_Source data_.
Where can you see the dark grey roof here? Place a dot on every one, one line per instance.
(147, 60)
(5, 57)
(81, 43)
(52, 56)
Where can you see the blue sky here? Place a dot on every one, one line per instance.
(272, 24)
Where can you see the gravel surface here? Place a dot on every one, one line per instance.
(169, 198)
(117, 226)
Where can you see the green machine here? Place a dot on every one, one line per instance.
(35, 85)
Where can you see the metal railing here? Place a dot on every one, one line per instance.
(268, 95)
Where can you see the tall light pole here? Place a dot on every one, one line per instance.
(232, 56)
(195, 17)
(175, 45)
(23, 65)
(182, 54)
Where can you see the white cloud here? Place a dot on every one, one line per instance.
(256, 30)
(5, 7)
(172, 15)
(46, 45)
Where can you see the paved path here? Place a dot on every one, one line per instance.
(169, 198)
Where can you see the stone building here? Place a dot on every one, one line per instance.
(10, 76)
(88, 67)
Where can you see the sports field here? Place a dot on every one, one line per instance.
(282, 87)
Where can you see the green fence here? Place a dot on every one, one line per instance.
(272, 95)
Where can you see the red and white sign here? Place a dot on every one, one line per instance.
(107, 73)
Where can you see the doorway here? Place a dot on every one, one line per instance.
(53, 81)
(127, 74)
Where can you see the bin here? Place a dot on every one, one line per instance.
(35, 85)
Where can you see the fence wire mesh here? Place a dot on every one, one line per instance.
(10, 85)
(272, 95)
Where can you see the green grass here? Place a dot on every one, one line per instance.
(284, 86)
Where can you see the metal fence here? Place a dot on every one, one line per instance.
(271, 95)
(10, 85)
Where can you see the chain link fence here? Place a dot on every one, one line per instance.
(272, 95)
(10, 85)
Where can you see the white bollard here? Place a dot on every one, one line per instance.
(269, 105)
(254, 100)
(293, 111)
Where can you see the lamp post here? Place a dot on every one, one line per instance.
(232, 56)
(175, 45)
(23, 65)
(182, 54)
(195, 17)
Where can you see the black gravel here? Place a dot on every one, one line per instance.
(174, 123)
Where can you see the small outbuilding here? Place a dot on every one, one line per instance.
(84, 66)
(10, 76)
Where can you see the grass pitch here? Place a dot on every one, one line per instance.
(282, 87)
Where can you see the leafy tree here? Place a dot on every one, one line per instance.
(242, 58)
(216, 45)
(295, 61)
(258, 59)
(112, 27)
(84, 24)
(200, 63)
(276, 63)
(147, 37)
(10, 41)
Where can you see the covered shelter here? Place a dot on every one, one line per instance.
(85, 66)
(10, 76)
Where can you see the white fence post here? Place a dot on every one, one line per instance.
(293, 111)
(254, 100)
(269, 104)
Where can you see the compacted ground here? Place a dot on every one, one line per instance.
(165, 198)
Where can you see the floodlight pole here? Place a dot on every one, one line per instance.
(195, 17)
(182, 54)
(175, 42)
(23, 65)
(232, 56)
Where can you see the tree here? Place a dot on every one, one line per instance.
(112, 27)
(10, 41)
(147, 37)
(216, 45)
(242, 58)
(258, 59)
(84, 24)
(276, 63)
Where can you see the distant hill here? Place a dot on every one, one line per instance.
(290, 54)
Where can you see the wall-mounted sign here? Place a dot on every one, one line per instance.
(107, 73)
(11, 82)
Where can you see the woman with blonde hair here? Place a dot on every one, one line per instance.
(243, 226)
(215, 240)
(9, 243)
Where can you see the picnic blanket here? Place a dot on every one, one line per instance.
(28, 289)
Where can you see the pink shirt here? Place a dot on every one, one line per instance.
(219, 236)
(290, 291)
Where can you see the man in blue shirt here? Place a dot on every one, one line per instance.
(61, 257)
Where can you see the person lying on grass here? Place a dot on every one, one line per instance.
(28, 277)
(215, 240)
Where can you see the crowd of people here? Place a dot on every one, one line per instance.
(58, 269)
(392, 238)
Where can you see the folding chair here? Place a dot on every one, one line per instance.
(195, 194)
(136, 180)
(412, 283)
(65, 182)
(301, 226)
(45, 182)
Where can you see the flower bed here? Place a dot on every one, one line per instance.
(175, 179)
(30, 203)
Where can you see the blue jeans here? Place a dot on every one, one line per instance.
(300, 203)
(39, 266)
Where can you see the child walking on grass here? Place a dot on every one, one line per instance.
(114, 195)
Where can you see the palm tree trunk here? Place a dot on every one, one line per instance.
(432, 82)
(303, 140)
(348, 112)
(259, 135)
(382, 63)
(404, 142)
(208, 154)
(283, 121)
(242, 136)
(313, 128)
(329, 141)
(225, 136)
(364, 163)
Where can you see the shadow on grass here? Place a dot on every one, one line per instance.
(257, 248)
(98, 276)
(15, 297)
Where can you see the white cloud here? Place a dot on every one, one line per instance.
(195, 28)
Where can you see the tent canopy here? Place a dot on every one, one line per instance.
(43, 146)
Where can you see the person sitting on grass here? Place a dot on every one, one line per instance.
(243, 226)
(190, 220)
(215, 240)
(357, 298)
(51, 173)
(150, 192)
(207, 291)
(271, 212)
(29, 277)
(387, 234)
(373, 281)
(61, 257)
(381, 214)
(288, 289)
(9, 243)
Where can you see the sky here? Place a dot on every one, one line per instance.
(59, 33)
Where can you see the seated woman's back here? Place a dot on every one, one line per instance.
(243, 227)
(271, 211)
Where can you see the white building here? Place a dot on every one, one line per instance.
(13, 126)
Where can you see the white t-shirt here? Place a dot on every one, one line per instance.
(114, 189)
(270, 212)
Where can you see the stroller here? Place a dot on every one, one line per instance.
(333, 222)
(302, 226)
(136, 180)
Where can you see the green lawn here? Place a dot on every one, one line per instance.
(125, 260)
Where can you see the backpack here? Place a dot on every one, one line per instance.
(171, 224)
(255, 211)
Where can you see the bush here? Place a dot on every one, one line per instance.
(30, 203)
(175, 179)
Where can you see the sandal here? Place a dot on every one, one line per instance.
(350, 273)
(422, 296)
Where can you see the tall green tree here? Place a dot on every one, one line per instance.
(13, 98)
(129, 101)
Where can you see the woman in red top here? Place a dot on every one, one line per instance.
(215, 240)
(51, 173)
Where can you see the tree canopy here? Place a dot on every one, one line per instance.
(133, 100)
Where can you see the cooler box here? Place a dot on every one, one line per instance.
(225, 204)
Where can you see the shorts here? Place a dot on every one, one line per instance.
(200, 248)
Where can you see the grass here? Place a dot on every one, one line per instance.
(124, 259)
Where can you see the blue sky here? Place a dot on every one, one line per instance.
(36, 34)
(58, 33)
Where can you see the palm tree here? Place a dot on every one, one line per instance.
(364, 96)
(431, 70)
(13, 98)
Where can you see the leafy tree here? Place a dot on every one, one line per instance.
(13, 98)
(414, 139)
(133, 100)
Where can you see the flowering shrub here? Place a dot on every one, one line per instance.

_Exercise objective_.
Set down every line of the listing above again, exactly as given.

_Correct output_.
Where can you see the dark grey roof here? Place a dot on every one, one line per instance.
(147, 60)
(5, 57)
(81, 43)
(52, 56)
Where can you see the blue sky here? Place a dot on every one, one line per instance.
(272, 24)
Where can you see the gravel surface here? Place a dot on every one, one line per instance.
(169, 198)
(117, 226)
Where can you see the green machine here? Place a dot on every one, one line per instance.
(35, 85)
Where can you see the metal railing here? Place a dot on every one, one line per instance.
(268, 95)
Where can you see the tall light pole here? Place a dot on every one, one line per instance.
(232, 56)
(195, 17)
(175, 45)
(23, 65)
(182, 54)
Where can you see the white cloud here? Place a dot on every one, one line per instance.
(256, 30)
(5, 7)
(172, 15)
(46, 45)
Where can you see the paved path here? Place a dot on every one, one line per instance.
(169, 198)
Where can you see the stone building here? Place a dot on every one, one line per instance.
(10, 76)
(88, 67)
Where can you see the sports field here? Place a dot on every one, one line per instance.
(282, 87)
Where can you see the green fence here? Place a dot on every one, one line per instance.
(272, 95)
Where can you see the red and white sign here? Place a dot on every one, one line per instance.
(107, 73)
Where can you see the doorway here? Place a dot on every one, one line per instance.
(53, 81)
(127, 74)
Where can you see the bin here? Place a dot on every one, one line per instance.
(35, 85)
Where can you see the fence wire mesh here? Place a dot on every one, one line per instance.
(10, 85)
(272, 95)
Where can you see the green grass here? Place a dot on every one, one line per instance.
(284, 86)
Where can you see the metal fence here? Place a dot on every one, one line per instance.
(271, 95)
(10, 85)
Where can you see the chain link fence here? Place a dot on every one, one line per instance.
(272, 95)
(10, 85)
Where can you see the white bollard here? Place a dot on every one, one line per instance.
(269, 105)
(254, 100)
(293, 111)
Where can you see the lamp post here? Place a dot on every one, one line per instance.
(232, 56)
(175, 45)
(23, 65)
(182, 54)
(195, 17)
Where can you see the black gravel here? Place a dot on every one, one line per instance.
(174, 123)
Where can you see the small outbuilding here? Place a dot on every one, one line per instance.
(84, 66)
(10, 76)
Where can you see the grass pitch here? Place a dot on every one, one line per instance.
(282, 87)
Where can you see the leafy tree here? Place a dot on every one, one line per instance.
(242, 58)
(216, 45)
(295, 61)
(258, 59)
(112, 27)
(84, 24)
(200, 63)
(276, 63)
(147, 37)
(10, 41)
Where can you see the covered shelter here? Place a dot on every one, one line per instance.
(85, 66)
(10, 76)
Where can you see the white fence post here? Place a dot on every one, one line per instance.
(293, 111)
(254, 100)
(269, 104)
Where can you see the compacted ground here? Place a dot on every one, one line per instance.
(165, 198)
Where can you see the floodlight pole here? Place a dot on every one, one line per instance.
(195, 17)
(182, 54)
(175, 42)
(23, 65)
(232, 56)
Where can you see the tree here? Place a dot on every one, one line per instance.
(112, 27)
(10, 41)
(147, 37)
(216, 45)
(242, 58)
(258, 59)
(84, 24)
(276, 63)
Where can you see the distant hill here? Place a dot on every one, one line per instance.
(290, 54)
Where can you see the wall-mounted sign here? Place a dot on every one, one line per instance.
(107, 73)
(11, 82)
Where can you see the woman with blonde hair here? Place a dot on every one, one line per instance.
(243, 226)
(215, 240)
(9, 243)
Where can you see the picnic blanket here? Place a dot on every one, one line per instance.
(28, 289)
Where can you see the pink shirt here? Place a dot on every one, one line per instance.
(219, 236)
(290, 291)
Where can you see the man in blue shirt here? Place a dot on every one, one line per instance.
(61, 257)
Where can you see the person lying on grass here? Place a dot on every one, one line per instance.
(28, 277)
(215, 240)
Where can you see the crowd of people here? Place a dot on every one, one line per instance.
(58, 269)
(392, 238)
Where can you see the folding chair here? Place a dot on every one, one line per instance.
(195, 194)
(136, 180)
(412, 283)
(65, 182)
(301, 226)
(45, 182)
Where can you see the flower bed here? Place a dot on every one, one line per instance.
(175, 179)
(30, 203)
Where can you see the blue jeans here? Place a dot on every one, one line per instance.
(300, 203)
(39, 266)
Where can you see the child walking on grass here? Place a dot on every one, one line per instance.
(114, 195)
Where can you see the palm tree trunk here? Place a dot on every one, one line per instance.
(432, 82)
(303, 140)
(348, 112)
(259, 135)
(382, 63)
(404, 142)
(208, 154)
(283, 121)
(242, 136)
(313, 128)
(329, 141)
(225, 136)
(364, 163)
Where can you see the shadow on grass here? Place a dot on every one, one line per instance.
(257, 248)
(98, 276)
(15, 297)
Where can you see the white cloud here? Place a dot on every one, one line per instance.
(195, 28)
Where can you see the tent canopy here? Place a dot on every one, one line per instance.
(43, 146)
Where can you see the person sitting on grass here? Place a dot on every one, one line per instance.
(243, 226)
(190, 220)
(215, 240)
(357, 298)
(51, 173)
(150, 192)
(207, 291)
(271, 212)
(29, 277)
(387, 234)
(373, 281)
(61, 257)
(381, 214)
(288, 289)
(9, 243)
Where can you see the sky here? Place a dot on every one, one line per instance.
(59, 33)
Where can you see the seated woman's back here? Place a dot on every one, one line per instance.
(243, 227)
(271, 211)
Where can you see the white building here? Place a dot on every one, one line per instance.
(13, 126)
Where can you see the white t-shirt here? Place a dot on every one, one line per instance.
(114, 189)
(270, 212)
Where can you see the stroller here? Place a dot on every one, one line per instance.
(333, 222)
(302, 226)
(136, 180)
Where can you see the green lawn here? Place a dot on every one, one line per instance.
(125, 260)
Where can you see the backpack here? Place a dot on every one, one line per instance.
(171, 224)
(255, 211)
Where can you see the bush here? Place a dot on every one, one line per instance.
(30, 203)
(175, 179)
Where can you see the sandal here? Place a dot on every one, one line per instance.
(350, 273)
(422, 296)
Where can you see the tall green tree here? Place a dot on every one, one line per instance.
(13, 98)
(129, 101)
Where can you see the woman in red top here? Place a dot on every one, one line per instance.
(215, 240)
(51, 173)
Where can you see the tree canopy here? Place a dot on every one, one line per instance.
(133, 100)
Where can you see the cooler box here? Place a dot on every one, one line per instance.
(225, 204)
Where can you see the shorts here? Place a dot on every one, one line per instance.
(200, 248)
Where can you see the grass here? Place a dot on every one, one line per instance.
(124, 259)
Where can you see the blue sky here? Place a dot on every one, one line per instance.
(36, 34)
(58, 33)
Where can you see the palm tree here? Place a dot on every one, one line per instance.
(364, 96)
(431, 70)
(13, 98)
Where can you see the leafy tree here? Place a dot on every one, one line per instance.
(13, 98)
(414, 139)
(133, 100)
Where can you see the flowering shrub here? Place a dot on every one, one line per instance.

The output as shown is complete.